— To do —
Please copy out the material from the line with "Game engine object recognition — detect green foliage" up to and including the line with "791, 375, 858, 405", keeping every character unchanged.
###
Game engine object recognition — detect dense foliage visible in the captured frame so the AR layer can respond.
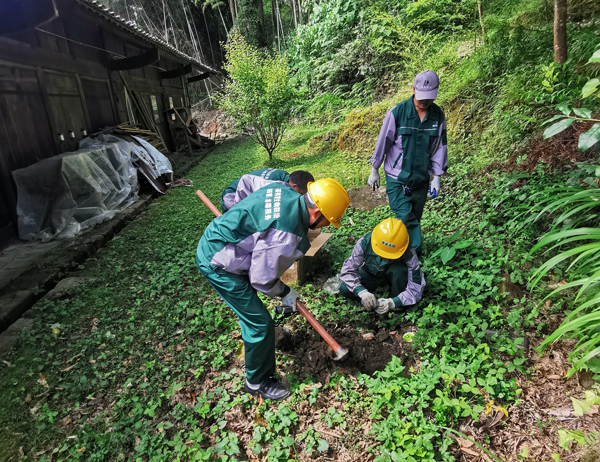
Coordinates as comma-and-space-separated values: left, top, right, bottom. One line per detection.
217, 29, 296, 159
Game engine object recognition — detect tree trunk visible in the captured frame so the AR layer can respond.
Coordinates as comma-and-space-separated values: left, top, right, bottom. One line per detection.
202, 11, 217, 67
275, 0, 285, 48
477, 0, 485, 44
290, 0, 298, 29
229, 0, 236, 22
554, 0, 567, 64
217, 7, 229, 38
163, 0, 169, 43
256, 0, 266, 33
297, 0, 304, 24
271, 0, 281, 52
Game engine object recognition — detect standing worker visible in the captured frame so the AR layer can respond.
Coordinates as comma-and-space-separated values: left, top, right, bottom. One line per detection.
221, 168, 315, 213
196, 178, 350, 400
340, 218, 425, 314
368, 71, 448, 252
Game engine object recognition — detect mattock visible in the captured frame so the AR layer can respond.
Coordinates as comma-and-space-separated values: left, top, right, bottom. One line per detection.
196, 190, 348, 361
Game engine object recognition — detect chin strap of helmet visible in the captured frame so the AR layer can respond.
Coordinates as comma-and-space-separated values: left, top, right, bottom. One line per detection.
309, 214, 325, 229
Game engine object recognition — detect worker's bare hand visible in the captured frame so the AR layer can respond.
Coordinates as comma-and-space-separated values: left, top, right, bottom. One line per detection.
358, 290, 377, 311
281, 287, 300, 311
375, 298, 395, 314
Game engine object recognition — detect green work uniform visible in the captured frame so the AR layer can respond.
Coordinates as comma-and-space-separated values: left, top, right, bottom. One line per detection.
221, 168, 290, 212
340, 233, 425, 307
196, 183, 310, 384
371, 97, 448, 250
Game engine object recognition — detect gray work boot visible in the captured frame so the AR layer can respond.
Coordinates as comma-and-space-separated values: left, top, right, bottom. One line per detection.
244, 377, 290, 401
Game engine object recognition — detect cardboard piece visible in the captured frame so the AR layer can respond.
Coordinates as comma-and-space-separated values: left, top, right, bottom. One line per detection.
281, 229, 333, 285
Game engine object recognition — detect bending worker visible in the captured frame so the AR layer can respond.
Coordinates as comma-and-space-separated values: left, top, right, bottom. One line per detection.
340, 218, 425, 314
221, 168, 315, 213
368, 71, 448, 251
196, 178, 350, 400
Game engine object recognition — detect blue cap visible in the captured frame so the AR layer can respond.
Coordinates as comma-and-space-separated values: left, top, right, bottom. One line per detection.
413, 70, 440, 100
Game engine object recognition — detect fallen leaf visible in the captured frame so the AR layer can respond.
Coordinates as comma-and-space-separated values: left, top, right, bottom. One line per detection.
495, 406, 508, 417
460, 448, 480, 457
456, 438, 473, 449
254, 411, 269, 428
38, 372, 48, 388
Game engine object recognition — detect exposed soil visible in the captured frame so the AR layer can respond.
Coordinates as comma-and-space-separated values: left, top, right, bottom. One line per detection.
485, 113, 600, 173
275, 325, 410, 380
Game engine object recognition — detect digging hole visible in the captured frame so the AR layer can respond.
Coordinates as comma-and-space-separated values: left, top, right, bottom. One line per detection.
275, 326, 410, 378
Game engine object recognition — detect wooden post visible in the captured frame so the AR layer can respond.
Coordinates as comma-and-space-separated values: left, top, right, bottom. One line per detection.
554, 0, 567, 64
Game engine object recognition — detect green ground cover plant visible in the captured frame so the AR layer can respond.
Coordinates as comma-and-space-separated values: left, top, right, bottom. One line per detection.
0, 118, 596, 461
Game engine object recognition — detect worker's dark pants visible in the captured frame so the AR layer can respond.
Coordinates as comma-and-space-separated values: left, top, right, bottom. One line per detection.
385, 175, 429, 251
340, 261, 408, 300
196, 258, 275, 384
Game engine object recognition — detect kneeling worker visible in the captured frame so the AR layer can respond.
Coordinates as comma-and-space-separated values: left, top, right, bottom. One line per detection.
221, 168, 315, 213
196, 178, 350, 400
340, 218, 425, 314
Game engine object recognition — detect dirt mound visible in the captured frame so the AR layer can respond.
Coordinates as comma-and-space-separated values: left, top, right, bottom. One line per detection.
275, 326, 410, 378
485, 113, 600, 173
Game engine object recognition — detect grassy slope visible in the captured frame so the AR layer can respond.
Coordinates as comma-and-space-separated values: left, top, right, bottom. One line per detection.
0, 121, 592, 460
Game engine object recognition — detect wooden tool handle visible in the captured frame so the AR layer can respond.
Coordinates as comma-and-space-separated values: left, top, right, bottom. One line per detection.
196, 190, 348, 360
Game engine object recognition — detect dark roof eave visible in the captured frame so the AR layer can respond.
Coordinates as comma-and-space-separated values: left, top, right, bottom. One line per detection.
75, 0, 219, 74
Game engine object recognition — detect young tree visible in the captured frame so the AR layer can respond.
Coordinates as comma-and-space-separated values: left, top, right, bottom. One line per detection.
554, 0, 567, 64
217, 29, 296, 159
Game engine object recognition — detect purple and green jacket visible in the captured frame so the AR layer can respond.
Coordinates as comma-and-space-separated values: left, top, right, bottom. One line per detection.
196, 183, 310, 297
340, 232, 425, 307
370, 96, 448, 187
221, 168, 290, 212
223, 174, 293, 210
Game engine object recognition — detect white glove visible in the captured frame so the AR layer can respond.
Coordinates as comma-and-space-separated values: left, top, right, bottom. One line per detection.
367, 167, 381, 191
429, 176, 440, 199
358, 290, 377, 310
375, 298, 396, 314
281, 287, 300, 311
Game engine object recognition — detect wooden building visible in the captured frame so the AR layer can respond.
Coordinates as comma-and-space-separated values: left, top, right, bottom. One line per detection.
0, 0, 216, 246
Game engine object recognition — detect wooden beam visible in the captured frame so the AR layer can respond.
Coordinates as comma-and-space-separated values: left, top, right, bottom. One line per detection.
110, 48, 160, 71
188, 72, 210, 83
75, 74, 92, 130
160, 64, 192, 80
0, 40, 108, 78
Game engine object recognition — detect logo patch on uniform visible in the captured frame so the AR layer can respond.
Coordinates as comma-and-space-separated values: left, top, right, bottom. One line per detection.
265, 188, 273, 220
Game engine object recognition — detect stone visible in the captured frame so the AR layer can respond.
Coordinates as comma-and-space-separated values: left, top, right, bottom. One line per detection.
348, 186, 389, 210
0, 290, 36, 332
500, 273, 523, 302
46, 278, 96, 300
0, 318, 34, 358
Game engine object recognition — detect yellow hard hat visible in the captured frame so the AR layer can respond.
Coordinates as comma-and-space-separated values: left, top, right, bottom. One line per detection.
371, 218, 408, 260
308, 178, 350, 228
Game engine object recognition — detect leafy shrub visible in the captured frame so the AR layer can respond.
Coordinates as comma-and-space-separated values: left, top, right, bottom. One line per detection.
217, 30, 297, 159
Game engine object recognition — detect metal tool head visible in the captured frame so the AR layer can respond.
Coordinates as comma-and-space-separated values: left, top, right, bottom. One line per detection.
333, 347, 348, 361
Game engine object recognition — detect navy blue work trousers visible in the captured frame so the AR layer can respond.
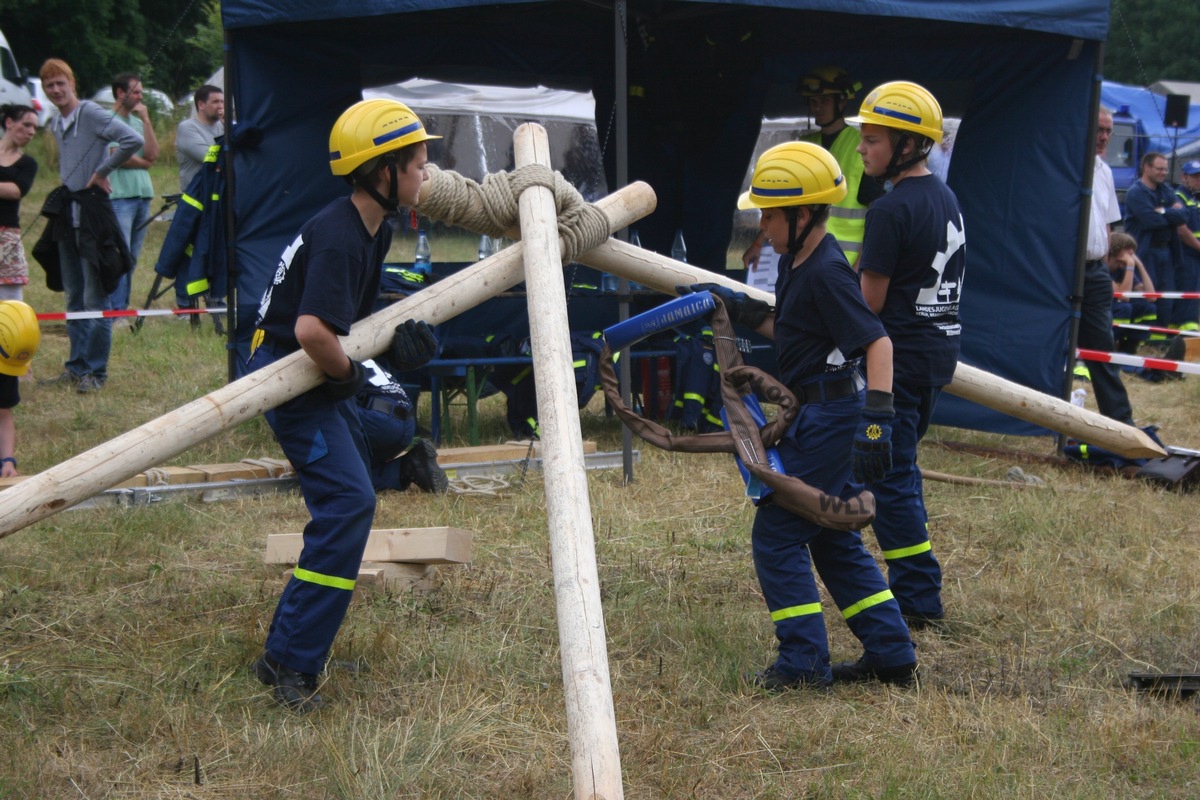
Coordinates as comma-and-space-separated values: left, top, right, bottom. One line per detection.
868, 383, 944, 619
751, 392, 916, 684
250, 345, 376, 674
1073, 260, 1133, 425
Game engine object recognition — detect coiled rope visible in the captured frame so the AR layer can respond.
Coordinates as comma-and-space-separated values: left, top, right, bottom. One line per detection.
421, 164, 612, 261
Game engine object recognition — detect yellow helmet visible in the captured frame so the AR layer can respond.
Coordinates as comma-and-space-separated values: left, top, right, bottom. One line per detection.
799, 67, 863, 100
329, 97, 442, 175
846, 80, 942, 142
738, 142, 846, 211
0, 300, 42, 378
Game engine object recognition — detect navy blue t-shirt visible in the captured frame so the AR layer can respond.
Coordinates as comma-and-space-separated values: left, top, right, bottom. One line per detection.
858, 175, 966, 386
258, 197, 391, 349
775, 234, 887, 386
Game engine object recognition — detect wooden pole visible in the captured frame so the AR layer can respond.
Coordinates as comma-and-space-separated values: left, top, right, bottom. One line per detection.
578, 239, 1166, 458
512, 122, 624, 800
0, 184, 654, 539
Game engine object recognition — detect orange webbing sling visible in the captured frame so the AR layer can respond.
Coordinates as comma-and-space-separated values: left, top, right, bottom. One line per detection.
600, 299, 875, 530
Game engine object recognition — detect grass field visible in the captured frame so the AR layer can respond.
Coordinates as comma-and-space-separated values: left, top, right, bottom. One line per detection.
0, 126, 1200, 800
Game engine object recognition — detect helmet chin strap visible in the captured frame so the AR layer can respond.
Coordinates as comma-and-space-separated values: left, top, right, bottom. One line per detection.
880, 131, 929, 181
359, 156, 400, 215
785, 206, 817, 255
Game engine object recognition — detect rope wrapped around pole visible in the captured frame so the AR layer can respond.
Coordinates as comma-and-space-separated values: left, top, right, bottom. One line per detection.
420, 164, 612, 263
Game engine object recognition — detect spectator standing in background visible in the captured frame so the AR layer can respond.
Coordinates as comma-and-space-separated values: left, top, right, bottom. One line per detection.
40, 59, 144, 393
175, 84, 224, 192
0, 106, 37, 300
108, 72, 158, 309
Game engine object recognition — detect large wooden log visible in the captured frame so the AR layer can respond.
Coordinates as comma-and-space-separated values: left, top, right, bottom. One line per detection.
578, 239, 1166, 458
0, 184, 654, 539
512, 122, 624, 800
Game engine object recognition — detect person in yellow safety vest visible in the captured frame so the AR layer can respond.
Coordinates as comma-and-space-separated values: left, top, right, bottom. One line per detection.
742, 67, 883, 269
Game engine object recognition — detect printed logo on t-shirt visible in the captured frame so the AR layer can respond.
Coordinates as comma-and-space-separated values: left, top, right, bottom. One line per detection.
914, 215, 966, 336
258, 234, 304, 325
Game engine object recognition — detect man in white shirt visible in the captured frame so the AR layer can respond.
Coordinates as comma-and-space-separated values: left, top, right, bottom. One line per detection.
1075, 107, 1133, 425
175, 84, 224, 192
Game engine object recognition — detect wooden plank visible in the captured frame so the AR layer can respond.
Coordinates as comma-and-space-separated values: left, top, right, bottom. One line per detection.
142, 467, 209, 486
354, 561, 433, 595
504, 439, 596, 457
191, 462, 271, 481
241, 458, 296, 477
263, 528, 473, 564
438, 441, 598, 467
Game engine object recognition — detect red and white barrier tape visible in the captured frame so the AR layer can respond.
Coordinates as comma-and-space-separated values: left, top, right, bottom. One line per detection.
1112, 323, 1200, 337
1112, 291, 1200, 300
1075, 348, 1200, 375
37, 306, 226, 323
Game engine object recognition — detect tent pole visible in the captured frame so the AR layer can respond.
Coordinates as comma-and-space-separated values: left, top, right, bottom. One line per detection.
1056, 42, 1104, 451
512, 122, 624, 800
612, 0, 646, 485
221, 30, 238, 383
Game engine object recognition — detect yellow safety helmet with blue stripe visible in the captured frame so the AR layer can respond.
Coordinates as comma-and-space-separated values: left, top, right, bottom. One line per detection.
329, 98, 442, 175
846, 80, 942, 143
0, 300, 42, 378
738, 142, 846, 211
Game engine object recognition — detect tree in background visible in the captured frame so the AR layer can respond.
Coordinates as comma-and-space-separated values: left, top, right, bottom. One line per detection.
1104, 0, 1200, 86
0, 0, 222, 97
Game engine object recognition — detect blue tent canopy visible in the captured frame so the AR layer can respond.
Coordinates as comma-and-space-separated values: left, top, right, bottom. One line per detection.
1100, 80, 1200, 163
222, 0, 1109, 433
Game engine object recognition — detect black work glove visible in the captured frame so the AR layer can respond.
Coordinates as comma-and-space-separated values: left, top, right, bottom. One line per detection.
851, 390, 896, 483
676, 283, 775, 329
324, 359, 367, 403
390, 319, 438, 372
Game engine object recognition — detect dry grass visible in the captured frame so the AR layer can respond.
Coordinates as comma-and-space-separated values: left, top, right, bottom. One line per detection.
0, 131, 1200, 800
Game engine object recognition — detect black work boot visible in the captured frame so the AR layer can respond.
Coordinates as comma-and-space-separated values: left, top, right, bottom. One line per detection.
400, 439, 450, 494
254, 652, 325, 714
833, 654, 918, 688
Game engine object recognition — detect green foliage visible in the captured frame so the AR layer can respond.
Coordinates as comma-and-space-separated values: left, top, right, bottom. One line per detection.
1104, 0, 1200, 86
0, 0, 214, 97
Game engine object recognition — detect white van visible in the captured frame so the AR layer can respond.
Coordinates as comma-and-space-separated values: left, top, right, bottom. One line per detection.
0, 32, 32, 107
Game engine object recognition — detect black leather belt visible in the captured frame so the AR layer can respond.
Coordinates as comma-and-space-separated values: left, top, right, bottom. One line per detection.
359, 396, 409, 420
251, 327, 300, 355
791, 375, 858, 405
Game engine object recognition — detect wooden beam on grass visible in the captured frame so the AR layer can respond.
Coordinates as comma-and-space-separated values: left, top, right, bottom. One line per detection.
512, 122, 624, 800
263, 528, 473, 564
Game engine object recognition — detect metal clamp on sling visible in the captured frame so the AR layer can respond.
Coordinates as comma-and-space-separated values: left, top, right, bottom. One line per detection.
790, 375, 862, 405
359, 396, 412, 420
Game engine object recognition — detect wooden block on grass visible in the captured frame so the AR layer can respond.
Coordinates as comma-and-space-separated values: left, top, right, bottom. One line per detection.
191, 462, 271, 483
143, 467, 208, 486
263, 528, 472, 564
354, 561, 433, 595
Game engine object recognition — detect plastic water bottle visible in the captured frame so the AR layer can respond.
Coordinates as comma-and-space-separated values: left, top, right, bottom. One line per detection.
671, 228, 688, 264
413, 228, 432, 275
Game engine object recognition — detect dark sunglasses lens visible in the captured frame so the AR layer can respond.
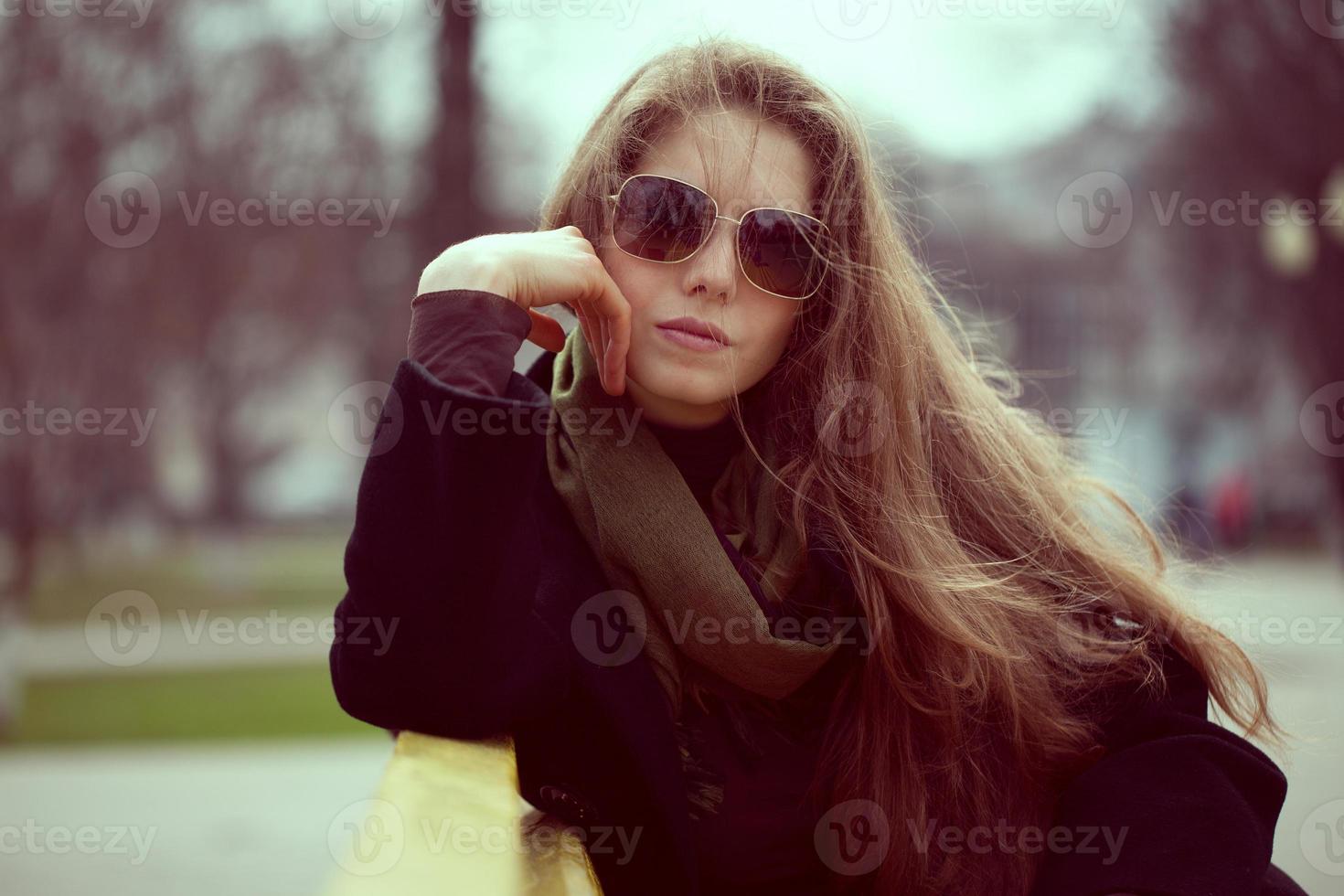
###
— Exercise response —
Game engine object recognition — detect green foliage visible in the captured frame so the AR layer can respond.
Coordinates as comma-and-space-separated values: left, top, right, bottom. One line per detection.
1104, 0, 1200, 86
0, 0, 214, 97
Game engine object recognition — detect white van visible in the captured frame so the AR layer can respond.
Coordinates as comma-and-space-separated values: left, top, right, bottom. One line per detection.
0, 32, 32, 107
Game engine object recognition — detect black leather belt visible in the captured frame so the AR layer can respond.
Coordinates as comma-and-space-separated values: left, top, right, bottom. One line per detection.
359, 396, 409, 420
251, 327, 300, 355
791, 375, 858, 405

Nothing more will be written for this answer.